[Rows of box annotation data]
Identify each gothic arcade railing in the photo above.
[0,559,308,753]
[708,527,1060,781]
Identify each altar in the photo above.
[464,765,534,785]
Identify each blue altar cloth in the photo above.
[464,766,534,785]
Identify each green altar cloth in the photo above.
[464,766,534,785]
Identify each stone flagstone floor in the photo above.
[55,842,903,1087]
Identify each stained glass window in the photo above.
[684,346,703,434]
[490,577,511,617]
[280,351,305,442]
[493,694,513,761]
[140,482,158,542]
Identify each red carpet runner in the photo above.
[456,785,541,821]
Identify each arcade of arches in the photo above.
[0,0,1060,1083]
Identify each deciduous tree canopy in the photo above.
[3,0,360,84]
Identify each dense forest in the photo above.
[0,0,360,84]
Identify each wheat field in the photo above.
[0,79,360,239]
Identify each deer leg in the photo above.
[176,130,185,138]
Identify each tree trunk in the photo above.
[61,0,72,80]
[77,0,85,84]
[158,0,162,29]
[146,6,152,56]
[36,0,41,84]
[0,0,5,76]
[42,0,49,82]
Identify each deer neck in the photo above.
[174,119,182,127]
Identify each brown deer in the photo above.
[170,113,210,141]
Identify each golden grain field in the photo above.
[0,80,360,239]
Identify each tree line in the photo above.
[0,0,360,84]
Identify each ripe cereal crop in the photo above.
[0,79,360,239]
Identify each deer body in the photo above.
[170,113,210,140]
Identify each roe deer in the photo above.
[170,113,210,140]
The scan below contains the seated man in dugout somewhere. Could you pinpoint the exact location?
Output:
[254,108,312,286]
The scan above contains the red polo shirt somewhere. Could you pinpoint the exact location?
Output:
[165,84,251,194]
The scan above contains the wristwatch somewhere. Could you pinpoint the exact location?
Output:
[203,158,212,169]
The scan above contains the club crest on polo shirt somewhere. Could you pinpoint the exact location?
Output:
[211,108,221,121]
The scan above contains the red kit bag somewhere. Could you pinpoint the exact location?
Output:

# Direction:
Please reproduce all of the data above line for line, without changing anything.

# Reply:
Identify each gothic arcade railing in the photo above.
[0,559,308,753]
[708,527,1060,781]
Identify each altar in the photo above.
[464,765,534,785]
Identify each blue altar cloth in the photo above.
[464,766,534,785]
Identify each green altar cloth in the photo above.
[464,766,534,785]
Identify each stone flagstone floor in the photo above.
[55,842,903,1087]
Identify each stained glass window in the photo above.
[684,346,703,434]
[490,577,511,617]
[280,351,305,442]
[493,694,513,761]
[140,482,158,542]
Identify each red carpet runner in the photo above.
[456,785,541,821]
Identify each arcade of arches in the photo above.
[0,0,1060,1083]
Identify each deciduous tree canopy in the photo above.
[3,0,360,84]
Identify each dense forest in the photo above.
[0,0,360,84]
Identify each wheat field in the photo above.
[0,79,360,239]
Identify each deer leg in the photo above.
[176,130,185,138]
Identify each tree trunk in the photo above.
[61,0,72,80]
[77,0,85,84]
[158,0,162,29]
[146,6,152,56]
[36,0,41,84]
[0,0,5,76]
[42,0,49,82]
Identify each deer neck in the photo above.
[174,119,182,127]
Identify each brown deer in the photo above.
[170,113,210,141]
Identify each golden grain field in the photo above.
[0,80,360,239]
Identify each tree line in the photo above.
[0,0,360,84]
Identify each ripe cereal crop in the photo above.
[0,79,360,239]
Identify each deer body in the photo above.
[170,113,210,140]
Identify each roe deer in the photo above.
[170,113,210,140]
The scan below contains the seated man in dugout somewhere. Could you pinpoint the exact location?
Output:
[254,108,312,286]
The scan above contains the red polo shirt somewhere. Could you pinpoint the exact location?
Output:
[165,84,251,194]
The scan above contains the wristwatch somewhere. Could you pinpoint the exact location?
Output:
[203,158,212,169]
The scan above contains the club crest on polo shirt somewhere. Could you pinpoint the exact location?
Output:
[211,108,221,121]
The scan above contains the red kit bag somewhere. Could you pinpoint the exact location?
Output:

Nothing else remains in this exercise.